§ **What to do**
Which lines below mention "Sample"? Pick each one out.

Items from a data source
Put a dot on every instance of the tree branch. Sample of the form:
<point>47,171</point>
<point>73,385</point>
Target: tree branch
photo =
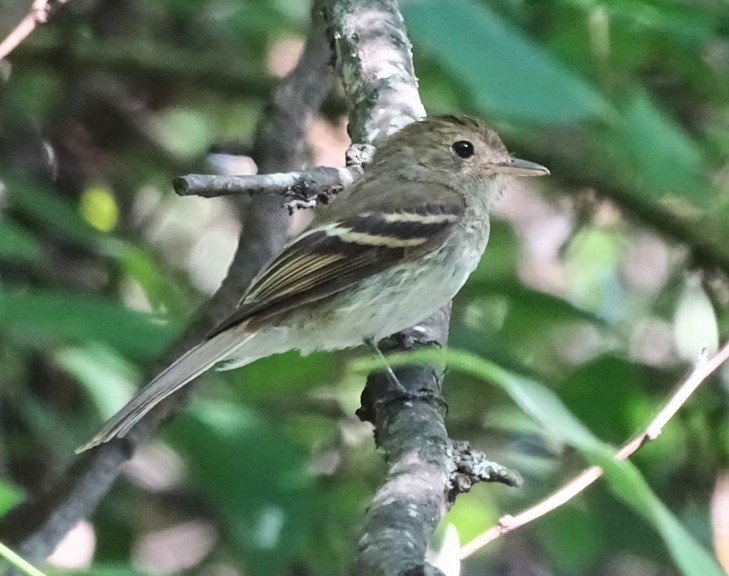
<point>424,468</point>
<point>703,369</point>
<point>38,14</point>
<point>35,527</point>
<point>298,189</point>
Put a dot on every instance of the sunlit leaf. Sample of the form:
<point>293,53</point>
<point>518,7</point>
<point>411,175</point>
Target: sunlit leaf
<point>47,207</point>
<point>622,477</point>
<point>254,478</point>
<point>666,159</point>
<point>507,74</point>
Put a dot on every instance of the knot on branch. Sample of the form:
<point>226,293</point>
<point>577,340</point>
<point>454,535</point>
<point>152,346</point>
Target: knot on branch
<point>471,467</point>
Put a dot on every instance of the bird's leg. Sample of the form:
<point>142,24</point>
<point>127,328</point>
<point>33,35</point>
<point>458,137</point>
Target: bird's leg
<point>398,391</point>
<point>398,388</point>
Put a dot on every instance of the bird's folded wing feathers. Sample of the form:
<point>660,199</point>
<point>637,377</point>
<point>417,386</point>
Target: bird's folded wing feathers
<point>328,258</point>
<point>332,256</point>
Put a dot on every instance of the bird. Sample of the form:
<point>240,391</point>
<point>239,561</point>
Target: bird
<point>394,247</point>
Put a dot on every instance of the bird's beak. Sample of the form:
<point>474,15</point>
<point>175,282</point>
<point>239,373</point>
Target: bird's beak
<point>518,167</point>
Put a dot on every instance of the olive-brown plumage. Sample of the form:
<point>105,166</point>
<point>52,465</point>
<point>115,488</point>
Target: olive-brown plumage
<point>394,247</point>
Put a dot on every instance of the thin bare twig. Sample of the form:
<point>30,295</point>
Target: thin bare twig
<point>38,14</point>
<point>300,186</point>
<point>703,369</point>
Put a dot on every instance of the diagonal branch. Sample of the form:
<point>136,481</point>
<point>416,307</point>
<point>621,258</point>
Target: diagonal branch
<point>424,466</point>
<point>38,14</point>
<point>704,368</point>
<point>35,527</point>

§ **Exercise answer**
Put a dot on every instance of the tree branch. Sample of the form:
Put a dot on every instance of the sunlit leaf. Sample of the form:
Put a dot on every instance of the knot on branch. Sample of the form:
Put a dot on every instance of the bird's leg. Sample of the form:
Put a dot on every instance of the bird's folded wing feathers. Sample of the form:
Put a dot on every instance of the bird. Sample of the form:
Put a dot on every instance of the bird's beak. Sample of the form:
Put a dot on every instance of the olive-brown plumage. Sample of the form:
Put a dot on every instance of the thin bare twig. Sample of the form:
Put a dot on every instance of the diagonal branch. Sample of the form:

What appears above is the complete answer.